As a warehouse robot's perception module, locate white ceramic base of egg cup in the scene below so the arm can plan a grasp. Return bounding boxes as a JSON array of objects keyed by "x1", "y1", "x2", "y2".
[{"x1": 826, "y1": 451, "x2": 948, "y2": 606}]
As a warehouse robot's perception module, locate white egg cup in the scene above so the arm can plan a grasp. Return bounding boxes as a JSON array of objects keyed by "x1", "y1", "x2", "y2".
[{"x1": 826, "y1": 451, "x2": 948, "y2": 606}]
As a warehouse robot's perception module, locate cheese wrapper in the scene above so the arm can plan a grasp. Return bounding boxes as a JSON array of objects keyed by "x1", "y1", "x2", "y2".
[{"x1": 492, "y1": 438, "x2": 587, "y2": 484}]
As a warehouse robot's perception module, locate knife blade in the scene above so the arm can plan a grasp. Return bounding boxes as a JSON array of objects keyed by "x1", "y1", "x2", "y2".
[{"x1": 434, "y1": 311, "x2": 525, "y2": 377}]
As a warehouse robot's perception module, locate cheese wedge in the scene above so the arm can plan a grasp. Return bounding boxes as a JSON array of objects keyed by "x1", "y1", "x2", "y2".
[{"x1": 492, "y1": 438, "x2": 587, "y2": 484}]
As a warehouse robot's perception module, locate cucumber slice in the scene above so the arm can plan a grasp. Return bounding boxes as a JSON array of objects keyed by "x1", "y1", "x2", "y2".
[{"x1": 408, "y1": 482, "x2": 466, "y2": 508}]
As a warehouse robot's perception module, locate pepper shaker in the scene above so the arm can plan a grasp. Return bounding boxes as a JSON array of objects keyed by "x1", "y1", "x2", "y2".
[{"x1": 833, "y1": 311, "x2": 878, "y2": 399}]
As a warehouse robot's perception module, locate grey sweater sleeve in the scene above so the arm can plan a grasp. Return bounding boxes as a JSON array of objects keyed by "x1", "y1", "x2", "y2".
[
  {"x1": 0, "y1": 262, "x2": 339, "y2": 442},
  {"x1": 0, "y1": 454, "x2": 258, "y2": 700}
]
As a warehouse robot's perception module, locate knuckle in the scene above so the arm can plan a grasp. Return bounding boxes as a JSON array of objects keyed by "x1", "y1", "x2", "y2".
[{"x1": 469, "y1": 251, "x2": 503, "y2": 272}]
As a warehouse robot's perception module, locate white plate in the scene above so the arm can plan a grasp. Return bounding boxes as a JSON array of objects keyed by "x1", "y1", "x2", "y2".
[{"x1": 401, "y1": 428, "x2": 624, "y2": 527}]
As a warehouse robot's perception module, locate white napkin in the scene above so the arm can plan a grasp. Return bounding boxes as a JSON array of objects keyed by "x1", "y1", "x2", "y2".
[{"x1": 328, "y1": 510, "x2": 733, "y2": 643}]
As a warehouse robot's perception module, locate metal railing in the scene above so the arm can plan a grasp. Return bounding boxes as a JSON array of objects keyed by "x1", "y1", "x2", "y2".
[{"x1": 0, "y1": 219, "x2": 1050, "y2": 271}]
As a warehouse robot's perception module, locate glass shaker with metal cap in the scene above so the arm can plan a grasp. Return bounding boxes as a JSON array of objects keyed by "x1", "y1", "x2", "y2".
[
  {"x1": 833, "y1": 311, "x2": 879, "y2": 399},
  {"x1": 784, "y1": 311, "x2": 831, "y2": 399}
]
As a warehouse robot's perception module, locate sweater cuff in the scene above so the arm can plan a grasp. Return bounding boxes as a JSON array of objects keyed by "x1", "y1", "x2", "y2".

REQUIREMENT:
Rewrite all of the data above, changing every "plan a grasp" to "plan its approach" and leaving everything else as it is.

FINAL ANSWER:
As a warehouse robot's perception module, locate white ceramic base of egg cup in the scene below so the arm can plan its approach. Return bounding boxes as a JSON array of objects keyed by "x1", "y1", "x2", "y2".
[{"x1": 826, "y1": 451, "x2": 948, "y2": 606}]
As a warehouse robot's perception module, locate white egg cup in the scene above so the arm can plan its approach. Return bounding boxes as a JSON array of objects keyed by "x1", "y1", "x2", "y2".
[{"x1": 826, "y1": 451, "x2": 948, "y2": 606}]
As a warehouse robot's perception module, locate cheese wrapper in the scene above so the arm can plan its approach. Return bounding boxes as a JSON array of objects keyed by "x1", "y1", "x2", "y2".
[{"x1": 492, "y1": 438, "x2": 587, "y2": 484}]
As a warehouse robot's perception module, locate knife blade in the scene above so the arm can plan its approach. Return bounding boxes as a JSON array of objects keyed by "x1", "y1", "x2", "y2".
[{"x1": 434, "y1": 311, "x2": 525, "y2": 377}]
As a warehouse robot's perception module, locate cheese wedge in the scene above so the arm can plan its approach. Return bounding boxes as a JSON array of objects keyed by "x1", "y1", "x2", "y2".
[{"x1": 492, "y1": 438, "x2": 587, "y2": 484}]
As a warehouse robot's perception module, locate cucumber slice in the scene above so the arm can plan its approach. Return bounding boxes as a JSON array of objects keyed by "x1", "y1", "x2", "y2".
[{"x1": 408, "y1": 482, "x2": 466, "y2": 508}]
As a warehouse robot's perception module, locate pepper shaker in the scene above so the arm can plan its approach. Return bounding boxes as a JSON array of objects keyed by "x1", "y1", "x2", "y2".
[{"x1": 833, "y1": 311, "x2": 878, "y2": 399}]
As a warehouse robot's perception module, locate grey sweater sleeve in the scene above so the arm can plan its approach. Return bounding boxes as a JSON array of objects keyed by "x1", "y1", "x2", "y2".
[
  {"x1": 0, "y1": 262, "x2": 339, "y2": 442},
  {"x1": 0, "y1": 454, "x2": 258, "y2": 700}
]
As a warehouse robot's perception module, locate knuckle in the scene above so the arm can plan its approach. Return bounding boxes as a JSON array of objects keyed by "x1", "y1", "x2", "y2".
[{"x1": 469, "y1": 251, "x2": 503, "y2": 272}]
As a warehouse robot's perception module, locate white plate in the scene above so the arm can plan its approach. Return bounding boxes as a JSON array of objects keyed by "x1", "y1", "x2", "y2".
[{"x1": 401, "y1": 428, "x2": 624, "y2": 527}]
As a warehouse robot's perception module, locate white napkin in the scene above so the arm can plan its approach. Return bounding boxes as a JSON array of objects keyed by "x1", "y1", "x2", "y2".
[{"x1": 328, "y1": 510, "x2": 733, "y2": 643}]
As a warehouse robot's perception module, locate metal railing in the scene above so the arm can plan its approach. Return bounding boxes as a JSON array of objects keyed by "x1", "y1", "x2", "y2".
[{"x1": 0, "y1": 219, "x2": 1050, "y2": 271}]
As a warehouse robot's perception module, locate glass shaker with metal cap in the scene above so the arm can plan its approach. Return bounding boxes as a JSON array of objects keyed by "x1", "y1", "x2", "y2".
[
  {"x1": 833, "y1": 311, "x2": 879, "y2": 399},
  {"x1": 784, "y1": 311, "x2": 831, "y2": 399}
]
As a warehouse robot's perception module, locate sweater cuff in the scene above so the arm can plan its approach. Return bounding boxes as a JSON array of objects keyed by "x1", "y1", "x2", "y2".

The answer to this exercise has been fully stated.